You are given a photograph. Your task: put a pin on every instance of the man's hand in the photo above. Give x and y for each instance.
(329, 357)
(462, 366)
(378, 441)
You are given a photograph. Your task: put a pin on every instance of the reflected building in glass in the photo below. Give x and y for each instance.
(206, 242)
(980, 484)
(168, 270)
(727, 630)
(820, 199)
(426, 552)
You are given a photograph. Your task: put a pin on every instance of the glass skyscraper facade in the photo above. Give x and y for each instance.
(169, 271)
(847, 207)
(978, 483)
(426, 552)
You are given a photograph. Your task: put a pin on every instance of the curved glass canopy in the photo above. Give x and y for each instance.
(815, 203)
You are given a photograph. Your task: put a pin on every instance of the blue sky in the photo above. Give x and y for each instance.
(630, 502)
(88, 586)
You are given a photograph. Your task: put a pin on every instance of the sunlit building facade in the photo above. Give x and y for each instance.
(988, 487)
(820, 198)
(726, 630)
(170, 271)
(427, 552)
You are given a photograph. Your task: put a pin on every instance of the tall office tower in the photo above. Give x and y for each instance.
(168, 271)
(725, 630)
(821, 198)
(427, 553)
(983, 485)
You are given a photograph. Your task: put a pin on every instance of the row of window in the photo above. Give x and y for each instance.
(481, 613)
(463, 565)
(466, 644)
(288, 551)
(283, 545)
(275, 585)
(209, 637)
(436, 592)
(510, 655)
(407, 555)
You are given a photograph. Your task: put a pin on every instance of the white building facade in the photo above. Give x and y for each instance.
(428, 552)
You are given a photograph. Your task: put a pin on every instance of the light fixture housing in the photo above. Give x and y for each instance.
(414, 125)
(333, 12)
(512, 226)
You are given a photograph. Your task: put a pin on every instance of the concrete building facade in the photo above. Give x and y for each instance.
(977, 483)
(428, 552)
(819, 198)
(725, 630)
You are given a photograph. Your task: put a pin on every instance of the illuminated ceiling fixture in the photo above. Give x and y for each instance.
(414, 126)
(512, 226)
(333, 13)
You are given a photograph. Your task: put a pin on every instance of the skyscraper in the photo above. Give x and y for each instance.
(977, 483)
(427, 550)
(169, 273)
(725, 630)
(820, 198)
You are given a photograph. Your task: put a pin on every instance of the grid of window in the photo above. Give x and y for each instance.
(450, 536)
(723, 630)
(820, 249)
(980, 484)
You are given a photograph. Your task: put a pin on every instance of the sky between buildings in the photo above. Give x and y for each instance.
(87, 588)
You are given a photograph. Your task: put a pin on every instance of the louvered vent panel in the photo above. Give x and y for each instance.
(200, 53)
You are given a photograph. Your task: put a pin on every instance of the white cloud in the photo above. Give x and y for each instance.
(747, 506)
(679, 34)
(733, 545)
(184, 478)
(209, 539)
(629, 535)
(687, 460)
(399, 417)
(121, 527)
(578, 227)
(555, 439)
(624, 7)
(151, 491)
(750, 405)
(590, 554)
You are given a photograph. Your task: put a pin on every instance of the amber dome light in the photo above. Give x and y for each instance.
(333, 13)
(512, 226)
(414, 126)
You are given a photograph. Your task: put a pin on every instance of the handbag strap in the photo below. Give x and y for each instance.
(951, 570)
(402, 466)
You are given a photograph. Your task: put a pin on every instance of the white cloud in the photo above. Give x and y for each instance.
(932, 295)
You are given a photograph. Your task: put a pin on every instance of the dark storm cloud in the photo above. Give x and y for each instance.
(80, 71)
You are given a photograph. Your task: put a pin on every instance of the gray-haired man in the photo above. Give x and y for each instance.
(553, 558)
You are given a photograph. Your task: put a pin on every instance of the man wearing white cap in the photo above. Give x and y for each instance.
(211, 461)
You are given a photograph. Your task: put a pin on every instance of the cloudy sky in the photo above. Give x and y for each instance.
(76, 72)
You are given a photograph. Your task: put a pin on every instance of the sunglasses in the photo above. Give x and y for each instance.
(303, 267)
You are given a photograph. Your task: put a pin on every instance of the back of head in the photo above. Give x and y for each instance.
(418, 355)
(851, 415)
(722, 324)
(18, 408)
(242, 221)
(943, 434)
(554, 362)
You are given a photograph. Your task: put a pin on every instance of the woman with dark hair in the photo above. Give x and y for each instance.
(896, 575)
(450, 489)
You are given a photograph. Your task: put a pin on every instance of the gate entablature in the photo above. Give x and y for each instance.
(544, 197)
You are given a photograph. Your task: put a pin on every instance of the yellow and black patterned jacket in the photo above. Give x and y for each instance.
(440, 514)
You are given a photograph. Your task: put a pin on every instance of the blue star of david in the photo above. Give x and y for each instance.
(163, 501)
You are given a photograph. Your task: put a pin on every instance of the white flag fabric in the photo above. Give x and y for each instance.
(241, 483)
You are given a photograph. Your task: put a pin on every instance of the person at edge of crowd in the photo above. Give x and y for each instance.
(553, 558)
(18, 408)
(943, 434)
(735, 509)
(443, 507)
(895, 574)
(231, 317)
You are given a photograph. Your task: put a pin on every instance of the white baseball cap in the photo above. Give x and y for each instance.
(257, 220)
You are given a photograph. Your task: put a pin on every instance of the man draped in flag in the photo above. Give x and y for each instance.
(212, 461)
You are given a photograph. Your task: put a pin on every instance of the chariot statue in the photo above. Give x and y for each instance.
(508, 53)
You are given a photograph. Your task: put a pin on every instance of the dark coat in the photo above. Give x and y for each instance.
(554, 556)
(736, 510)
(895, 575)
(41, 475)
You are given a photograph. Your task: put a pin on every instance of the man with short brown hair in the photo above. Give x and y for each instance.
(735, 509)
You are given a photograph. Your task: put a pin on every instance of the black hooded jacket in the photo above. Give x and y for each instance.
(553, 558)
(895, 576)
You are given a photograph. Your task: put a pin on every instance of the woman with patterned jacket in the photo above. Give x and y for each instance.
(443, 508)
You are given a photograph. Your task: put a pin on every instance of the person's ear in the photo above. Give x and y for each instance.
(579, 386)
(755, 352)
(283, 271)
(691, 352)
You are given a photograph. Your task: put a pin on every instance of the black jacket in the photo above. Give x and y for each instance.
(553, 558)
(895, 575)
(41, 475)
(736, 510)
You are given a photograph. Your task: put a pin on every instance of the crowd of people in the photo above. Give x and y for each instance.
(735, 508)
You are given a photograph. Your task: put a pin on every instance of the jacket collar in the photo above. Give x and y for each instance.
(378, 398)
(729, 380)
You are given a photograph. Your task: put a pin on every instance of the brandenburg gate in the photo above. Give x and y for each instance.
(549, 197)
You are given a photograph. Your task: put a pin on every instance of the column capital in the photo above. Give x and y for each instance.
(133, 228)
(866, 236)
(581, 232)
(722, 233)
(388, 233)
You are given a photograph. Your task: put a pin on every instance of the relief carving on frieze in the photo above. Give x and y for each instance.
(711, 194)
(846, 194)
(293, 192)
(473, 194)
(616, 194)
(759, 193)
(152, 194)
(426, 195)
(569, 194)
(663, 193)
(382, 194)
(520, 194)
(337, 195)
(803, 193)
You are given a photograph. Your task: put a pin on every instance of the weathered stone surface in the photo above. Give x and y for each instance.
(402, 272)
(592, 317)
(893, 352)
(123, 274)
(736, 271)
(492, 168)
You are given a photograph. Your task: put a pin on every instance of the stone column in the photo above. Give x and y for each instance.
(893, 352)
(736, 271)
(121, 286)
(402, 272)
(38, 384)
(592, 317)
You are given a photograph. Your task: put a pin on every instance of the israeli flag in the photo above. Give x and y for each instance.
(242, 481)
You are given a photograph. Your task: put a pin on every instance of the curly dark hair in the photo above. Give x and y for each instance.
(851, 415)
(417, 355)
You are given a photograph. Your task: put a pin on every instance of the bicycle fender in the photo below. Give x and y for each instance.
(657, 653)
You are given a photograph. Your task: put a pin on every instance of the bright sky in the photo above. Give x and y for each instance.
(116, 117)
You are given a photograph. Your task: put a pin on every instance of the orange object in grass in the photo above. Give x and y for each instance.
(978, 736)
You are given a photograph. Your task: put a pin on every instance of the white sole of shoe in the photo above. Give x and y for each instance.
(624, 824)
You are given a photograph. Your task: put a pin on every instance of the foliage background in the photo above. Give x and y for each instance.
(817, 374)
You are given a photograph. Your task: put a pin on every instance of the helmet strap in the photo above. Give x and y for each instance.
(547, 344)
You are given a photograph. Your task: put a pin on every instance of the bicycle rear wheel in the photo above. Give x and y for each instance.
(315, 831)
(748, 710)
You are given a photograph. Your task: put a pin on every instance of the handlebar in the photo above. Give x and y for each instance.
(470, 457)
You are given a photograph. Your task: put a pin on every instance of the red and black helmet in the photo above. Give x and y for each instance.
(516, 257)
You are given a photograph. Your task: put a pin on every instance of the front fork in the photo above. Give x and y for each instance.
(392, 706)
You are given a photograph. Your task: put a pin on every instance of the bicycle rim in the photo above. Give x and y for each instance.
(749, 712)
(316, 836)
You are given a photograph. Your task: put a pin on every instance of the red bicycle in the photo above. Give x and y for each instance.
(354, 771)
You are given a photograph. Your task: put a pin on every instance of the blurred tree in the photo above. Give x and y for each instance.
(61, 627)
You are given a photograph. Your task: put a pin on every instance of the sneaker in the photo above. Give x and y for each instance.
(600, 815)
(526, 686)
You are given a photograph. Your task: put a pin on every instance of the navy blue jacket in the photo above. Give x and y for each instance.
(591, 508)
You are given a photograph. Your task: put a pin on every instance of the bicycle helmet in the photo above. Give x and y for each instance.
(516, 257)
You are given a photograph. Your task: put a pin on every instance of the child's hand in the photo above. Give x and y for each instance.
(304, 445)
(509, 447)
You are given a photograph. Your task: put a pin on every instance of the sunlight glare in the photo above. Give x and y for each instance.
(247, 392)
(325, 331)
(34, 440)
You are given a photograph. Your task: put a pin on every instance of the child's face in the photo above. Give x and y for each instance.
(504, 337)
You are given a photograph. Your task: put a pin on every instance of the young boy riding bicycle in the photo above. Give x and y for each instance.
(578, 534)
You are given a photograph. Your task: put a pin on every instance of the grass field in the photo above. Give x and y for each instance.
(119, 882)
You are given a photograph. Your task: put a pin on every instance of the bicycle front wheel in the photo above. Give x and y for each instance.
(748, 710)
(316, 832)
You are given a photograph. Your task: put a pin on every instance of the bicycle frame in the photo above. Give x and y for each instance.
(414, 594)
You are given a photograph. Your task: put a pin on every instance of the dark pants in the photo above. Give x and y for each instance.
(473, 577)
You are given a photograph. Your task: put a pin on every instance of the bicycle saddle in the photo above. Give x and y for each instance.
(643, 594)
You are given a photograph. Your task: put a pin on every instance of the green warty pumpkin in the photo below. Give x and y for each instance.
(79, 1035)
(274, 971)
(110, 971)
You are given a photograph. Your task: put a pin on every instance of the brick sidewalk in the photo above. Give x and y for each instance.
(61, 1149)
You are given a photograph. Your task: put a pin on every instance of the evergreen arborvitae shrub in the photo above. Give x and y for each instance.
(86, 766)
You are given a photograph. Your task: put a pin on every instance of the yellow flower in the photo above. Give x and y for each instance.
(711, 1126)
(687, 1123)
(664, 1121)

Exercise task: Format everything from the line containing "of the grass" down to the end of the data above as a JSON list of strings, one string per line, leaving out blank lines.

Finished task:
[
  "You are given a photograph. Your task: put a pin on every instance of the grass field in the photo above. Give x and y for each instance.",
  "(119, 882)",
  "You are given a photograph. Your task: put a pin on every instance of the bicycle front wheel in the photo above. Give x and y for each instance.",
  "(748, 710)",
  "(316, 832)",
  "You are given a photograph. Your task: put a pin on every instance of the bicycle frame in the photo above. Give x and y for each instance.",
  "(414, 594)",
  "You are given a photograph. Your task: put a pin on every instance of the dark pants in the photo above. Give x and y for each instance.",
  "(473, 577)",
  "You are given a photograph. Your task: put a pin on every instance of the bicycle saddle in the photo above. Give x and y for each instance.",
  "(643, 594)",
  "You are given a photograph. Your task: put a pin on every instance of the green warty pumpkin in the photo below. Give x and y for each instance.",
  "(79, 1035)",
  "(274, 971)",
  "(110, 971)",
  "You are given a photograph. Your task: put a pin on every instance of the brick sidewalk in the photo above. Give x and y for each instance.",
  "(61, 1149)",
  "You are given a photograph. Your task: put a pin on every instance of the evergreen arborvitae shrub in the photo above. Give x and y for each instance.",
  "(86, 766)",
  "You are given a photograph. Your task: put a pin on every instance of the yellow flower in the photo above. Give x and y for each instance.",
  "(711, 1126)",
  "(687, 1123)",
  "(664, 1121)"
]